## [PROBLEM STATEMENT]
Once you have read the entries below, repeat all of them exactly.

## [SOURCE RECORDS]
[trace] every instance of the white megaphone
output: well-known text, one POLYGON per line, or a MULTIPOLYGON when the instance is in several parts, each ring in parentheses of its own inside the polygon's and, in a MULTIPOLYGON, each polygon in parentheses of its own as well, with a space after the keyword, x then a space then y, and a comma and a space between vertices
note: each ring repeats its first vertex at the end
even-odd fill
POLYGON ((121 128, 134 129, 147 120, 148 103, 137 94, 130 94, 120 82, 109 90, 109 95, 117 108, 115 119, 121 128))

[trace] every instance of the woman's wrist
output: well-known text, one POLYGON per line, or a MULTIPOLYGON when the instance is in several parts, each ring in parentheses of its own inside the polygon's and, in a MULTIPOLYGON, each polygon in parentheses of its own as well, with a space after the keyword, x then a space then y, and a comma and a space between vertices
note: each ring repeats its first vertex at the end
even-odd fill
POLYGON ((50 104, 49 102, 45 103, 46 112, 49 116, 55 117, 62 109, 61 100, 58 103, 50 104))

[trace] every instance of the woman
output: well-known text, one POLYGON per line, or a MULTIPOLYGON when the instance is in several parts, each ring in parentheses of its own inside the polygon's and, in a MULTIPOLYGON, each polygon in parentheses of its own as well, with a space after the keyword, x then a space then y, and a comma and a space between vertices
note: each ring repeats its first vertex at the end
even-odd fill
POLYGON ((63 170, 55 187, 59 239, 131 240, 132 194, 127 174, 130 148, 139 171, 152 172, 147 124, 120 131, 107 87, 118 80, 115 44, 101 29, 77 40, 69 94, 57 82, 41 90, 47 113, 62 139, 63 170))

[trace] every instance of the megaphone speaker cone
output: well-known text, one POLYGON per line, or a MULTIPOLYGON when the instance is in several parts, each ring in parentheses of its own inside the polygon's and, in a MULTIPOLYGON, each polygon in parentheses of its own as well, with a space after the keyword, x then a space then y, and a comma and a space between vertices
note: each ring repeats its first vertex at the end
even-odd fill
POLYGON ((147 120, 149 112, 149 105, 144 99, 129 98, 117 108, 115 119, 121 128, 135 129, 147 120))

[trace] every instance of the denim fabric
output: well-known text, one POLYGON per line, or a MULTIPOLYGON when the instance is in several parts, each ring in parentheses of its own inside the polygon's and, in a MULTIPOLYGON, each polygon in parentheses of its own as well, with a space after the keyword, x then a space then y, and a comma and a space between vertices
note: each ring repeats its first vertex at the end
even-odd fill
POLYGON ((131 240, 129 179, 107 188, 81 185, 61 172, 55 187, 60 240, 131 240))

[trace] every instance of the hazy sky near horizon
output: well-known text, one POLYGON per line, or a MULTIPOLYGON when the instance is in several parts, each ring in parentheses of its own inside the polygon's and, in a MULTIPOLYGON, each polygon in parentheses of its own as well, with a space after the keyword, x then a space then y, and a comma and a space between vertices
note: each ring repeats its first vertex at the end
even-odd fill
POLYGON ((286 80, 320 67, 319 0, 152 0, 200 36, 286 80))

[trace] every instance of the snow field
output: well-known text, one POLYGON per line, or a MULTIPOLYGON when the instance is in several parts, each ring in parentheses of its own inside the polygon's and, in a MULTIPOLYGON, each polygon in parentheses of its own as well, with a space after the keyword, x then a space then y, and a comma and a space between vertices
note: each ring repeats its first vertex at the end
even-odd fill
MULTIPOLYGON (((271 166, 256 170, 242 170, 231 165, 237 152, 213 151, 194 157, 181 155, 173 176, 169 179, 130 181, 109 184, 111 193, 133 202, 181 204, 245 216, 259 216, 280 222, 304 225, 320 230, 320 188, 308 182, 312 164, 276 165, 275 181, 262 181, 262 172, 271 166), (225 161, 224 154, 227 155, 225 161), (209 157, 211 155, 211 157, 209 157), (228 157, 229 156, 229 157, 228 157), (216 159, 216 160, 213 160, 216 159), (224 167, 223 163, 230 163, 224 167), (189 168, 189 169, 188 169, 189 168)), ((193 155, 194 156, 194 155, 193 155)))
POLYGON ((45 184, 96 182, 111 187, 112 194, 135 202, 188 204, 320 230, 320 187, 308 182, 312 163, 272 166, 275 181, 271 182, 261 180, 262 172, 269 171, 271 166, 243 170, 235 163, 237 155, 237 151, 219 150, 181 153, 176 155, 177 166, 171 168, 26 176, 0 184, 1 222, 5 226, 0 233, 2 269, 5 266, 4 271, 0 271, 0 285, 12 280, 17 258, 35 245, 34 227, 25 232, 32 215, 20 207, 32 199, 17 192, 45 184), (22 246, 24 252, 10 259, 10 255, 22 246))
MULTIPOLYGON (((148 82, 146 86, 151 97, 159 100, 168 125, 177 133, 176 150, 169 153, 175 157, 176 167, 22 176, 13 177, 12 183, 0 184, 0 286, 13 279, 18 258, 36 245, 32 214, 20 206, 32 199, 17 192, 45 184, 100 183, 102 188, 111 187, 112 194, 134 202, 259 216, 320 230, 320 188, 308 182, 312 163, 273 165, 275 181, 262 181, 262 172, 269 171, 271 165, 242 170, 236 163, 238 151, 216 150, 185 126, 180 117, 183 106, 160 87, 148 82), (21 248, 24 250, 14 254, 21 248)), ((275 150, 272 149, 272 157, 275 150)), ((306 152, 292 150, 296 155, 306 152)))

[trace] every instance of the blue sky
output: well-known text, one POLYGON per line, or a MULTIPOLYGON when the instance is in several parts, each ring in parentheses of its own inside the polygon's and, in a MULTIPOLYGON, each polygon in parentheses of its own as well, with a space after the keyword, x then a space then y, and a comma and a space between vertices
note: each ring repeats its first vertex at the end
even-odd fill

## [RESPONSE BELOW]
[trace] every instance of the white megaphone
output: well-known text, one POLYGON per line, or a MULTIPOLYGON when the instance is in several parts, each ring in parentheses of its own inside the polygon's and, in a MULTIPOLYGON, each polygon in parentheses of its own as well, with a space after the keyword, x then a space then y, and a comma and a space between vertices
note: each ring repeats its first vertex at the end
even-odd fill
POLYGON ((121 128, 134 129, 147 120, 148 103, 137 94, 130 94, 120 82, 109 90, 109 95, 117 108, 115 119, 121 128))

[trace] every instance of the woman's wrist
output: well-known text, one POLYGON per line, or a MULTIPOLYGON when the instance is in several parts, each ring in parentheses of its own inside the polygon's and, in a MULTIPOLYGON, each polygon in parentheses of its own as well, with a space after the keyword, x then a space then y, and a comma and a space between vertices
note: each ring repeats its first vertex at the end
even-odd fill
POLYGON ((50 104, 49 102, 45 103, 46 112, 49 116, 55 117, 62 109, 61 100, 58 103, 50 104))

[trace] every instance of the woman
output: well-known text, one POLYGON per line, or a MULTIPOLYGON when the instance is in several parts, each ring in parentheses of its own inside the polygon's and, in a MULTIPOLYGON, each polygon in parentheses of its own as well, with a space after the keyword, x then a space then y, and a comma and a space between vertices
note: each ring repeats its first vertex at the end
even-odd fill
POLYGON ((63 170, 55 187, 59 239, 131 240, 132 194, 127 174, 130 148, 139 171, 152 172, 147 124, 120 131, 107 87, 118 80, 115 44, 101 29, 77 40, 69 94, 57 82, 41 90, 47 113, 62 139, 63 170))

[trace] every instance of the megaphone speaker cone
output: well-known text, one POLYGON per line, or a MULTIPOLYGON when the instance is in several parts, each ring in parentheses of its own inside the polygon's and, in a MULTIPOLYGON, each polygon in parentheses of its own as well, with a space after the keyword, x then a space then y, and a comma and a space between vertices
note: each ring repeats its first vertex at the end
even-odd fill
POLYGON ((147 120, 149 112, 149 105, 144 99, 129 98, 117 108, 115 119, 121 128, 135 129, 147 120))

[trace] every instance of the denim fabric
output: well-known text, one POLYGON per line, or a MULTIPOLYGON when the instance is in several parts, each ring in parentheses of its own inside the polygon's and, in a MULTIPOLYGON, each polygon in parentheses of its own as well, with a space after the keyword, x then a space then y, and a comma and a space between vertices
note: each ring repeats its first vertex at the end
even-odd fill
POLYGON ((131 240, 129 179, 107 188, 81 185, 61 172, 55 187, 60 240, 131 240))

[trace] every instance of the hazy sky near horizon
output: well-known text, one POLYGON per line, or a MULTIPOLYGON when the instance is in several parts, each ring in parentheses of its own inside the polygon's and, in a MULTIPOLYGON, each polygon in parentheses of its own as well, with a space after the keyword, x then a space then y, and a comma and a space between vertices
note: each ring repeats its first vertex at the end
even-odd fill
POLYGON ((286 80, 320 67, 319 0, 152 0, 200 36, 286 80))

[trace] every instance of the snow field
output: well-known text, one POLYGON per line, or a MULTIPOLYGON when the instance is in several parts, each ring in parentheses of its own inside the polygon's and, in a MULTIPOLYGON, each polygon in parentheses of its own as well, with a space after the keyword, x then a space then y, and a comma and a space between vertices
note: each ring repeats its first vertex at the end
even-odd fill
MULTIPOLYGON (((271 166, 256 170, 242 170, 231 165, 237 152, 213 151, 194 157, 181 155, 173 176, 169 179, 130 181, 109 184, 111 193, 133 202, 181 204, 245 216, 259 216, 280 222, 304 225, 320 230, 320 188, 308 182, 312 164, 276 165, 275 181, 262 181, 262 172, 271 166), (225 161, 224 154, 227 155, 225 161), (209 157, 211 155, 211 157, 209 157), (228 157, 229 156, 229 157, 228 157), (216 159, 216 160, 213 160, 216 159), (224 167, 223 163, 230 163, 224 167), (189 168, 189 169, 188 169, 189 168)), ((193 155, 194 156, 194 155, 193 155)))
POLYGON ((45 184, 96 182, 111 187, 112 194, 135 202, 188 204, 320 230, 320 187, 308 182, 312 163, 272 166, 275 181, 271 182, 261 180, 262 172, 269 171, 271 166, 243 170, 235 163, 237 155, 237 151, 219 150, 181 153, 176 155, 177 166, 171 168, 26 176, 0 184, 1 222, 5 226, 0 233, 2 269, 5 266, 4 271, 0 271, 0 285, 12 280, 17 258, 35 245, 34 227, 25 232, 32 215, 20 207, 32 199, 17 192, 45 184), (22 246, 24 252, 10 259, 10 255, 22 246))
MULTIPOLYGON (((148 82, 146 86, 151 97, 159 100, 168 125, 177 133, 176 150, 169 153, 175 157, 176 167, 22 176, 13 177, 12 183, 0 184, 0 286, 13 279, 18 258, 36 245, 32 214, 20 206, 32 199, 17 192, 45 184, 100 183, 102 188, 111 187, 112 194, 134 202, 259 216, 320 230, 320 188, 308 182, 312 163, 273 165, 275 181, 262 181, 262 172, 269 171, 271 165, 242 170, 236 163, 238 151, 216 150, 185 126, 180 117, 183 106, 160 87, 148 82), (21 248, 24 250, 14 254, 21 248)), ((275 150, 272 149, 272 157, 275 150)), ((306 152, 292 150, 296 155, 306 152)))

[trace] every instance of the blue sky
output: well-known text, one POLYGON per line, or a MULTIPOLYGON when the instance is in several parts, each ring in parentheses of its own inside the polygon's and, in a MULTIPOLYGON, each polygon in parentheses of its own as well, with a space after the keyword, x then a space then y, and a comma and a space between vertices
note: each ring repeats its first vertex at the end
even-odd fill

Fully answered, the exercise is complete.